--- START ---
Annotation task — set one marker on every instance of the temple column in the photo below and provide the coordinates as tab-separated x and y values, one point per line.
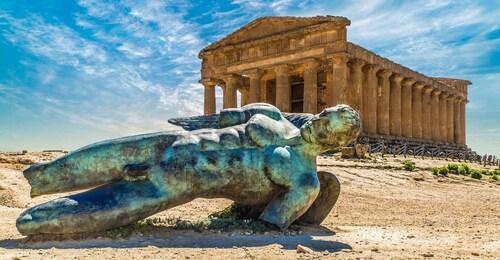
450	119
339	78
435	126
355	93
443	120
255	85
310	87
209	97
416	104
229	99
383	96
370	82
456	121
406	107
463	117
245	97
283	88
395	105
426	114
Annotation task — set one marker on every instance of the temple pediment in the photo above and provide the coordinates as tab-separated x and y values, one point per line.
269	26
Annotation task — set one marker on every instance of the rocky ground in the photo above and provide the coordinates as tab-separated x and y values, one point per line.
383	212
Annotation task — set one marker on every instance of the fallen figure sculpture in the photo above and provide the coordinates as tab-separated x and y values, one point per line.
252	155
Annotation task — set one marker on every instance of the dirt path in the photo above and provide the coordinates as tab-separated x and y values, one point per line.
383	212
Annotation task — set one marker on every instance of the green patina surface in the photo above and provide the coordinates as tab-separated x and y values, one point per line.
257	158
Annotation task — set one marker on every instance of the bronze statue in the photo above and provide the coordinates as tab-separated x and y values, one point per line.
255	157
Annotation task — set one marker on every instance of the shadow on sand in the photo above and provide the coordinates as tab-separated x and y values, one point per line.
164	237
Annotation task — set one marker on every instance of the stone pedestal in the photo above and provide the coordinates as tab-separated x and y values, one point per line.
310	87
383	96
406	107
283	88
395	104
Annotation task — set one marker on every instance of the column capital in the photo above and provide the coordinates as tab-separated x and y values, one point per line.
356	63
310	63
408	81
255	73
428	89
444	94
281	69
338	58
397	77
384	73
209	82
370	68
418	85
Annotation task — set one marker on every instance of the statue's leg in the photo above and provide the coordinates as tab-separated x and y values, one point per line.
327	197
112	205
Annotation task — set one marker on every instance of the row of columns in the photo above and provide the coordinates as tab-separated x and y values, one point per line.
389	103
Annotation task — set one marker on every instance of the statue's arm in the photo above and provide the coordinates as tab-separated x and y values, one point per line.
236	116
293	202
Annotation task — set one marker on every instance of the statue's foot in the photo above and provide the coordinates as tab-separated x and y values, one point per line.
327	197
112	205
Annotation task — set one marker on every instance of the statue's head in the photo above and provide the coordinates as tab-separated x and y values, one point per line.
333	127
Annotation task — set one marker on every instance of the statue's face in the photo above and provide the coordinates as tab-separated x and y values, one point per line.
335	126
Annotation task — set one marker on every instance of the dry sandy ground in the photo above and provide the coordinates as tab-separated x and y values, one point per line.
383	212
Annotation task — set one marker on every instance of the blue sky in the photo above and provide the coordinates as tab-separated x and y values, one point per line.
76	72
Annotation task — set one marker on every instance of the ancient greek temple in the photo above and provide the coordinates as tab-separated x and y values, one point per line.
306	64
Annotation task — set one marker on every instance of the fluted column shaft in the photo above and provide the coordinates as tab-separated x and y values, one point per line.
383	97
426	114
435	126
310	87
355	93
463	117
283	88
443	117
370	81
229	99
416	103
395	104
450	119
406	107
209	97
339	79
255	86
456	121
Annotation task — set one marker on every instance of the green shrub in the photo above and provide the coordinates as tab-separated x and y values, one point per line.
443	171
462	171
466	168
435	170
409	166
453	168
475	174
--- END ---
HOW TO COMPLETE THIS TASK: Please print exactly the lines from the one containing "the green shrub" through the last line of the records, both included, and nothing else.

EXERCISE ANSWER:
Annotation task — set one marker on every instance of the green shrub in the photo above and provide the coordinates as tab-separated x and y values, one point per line.
443	171
462	171
466	168
435	170
409	166
453	168
475	174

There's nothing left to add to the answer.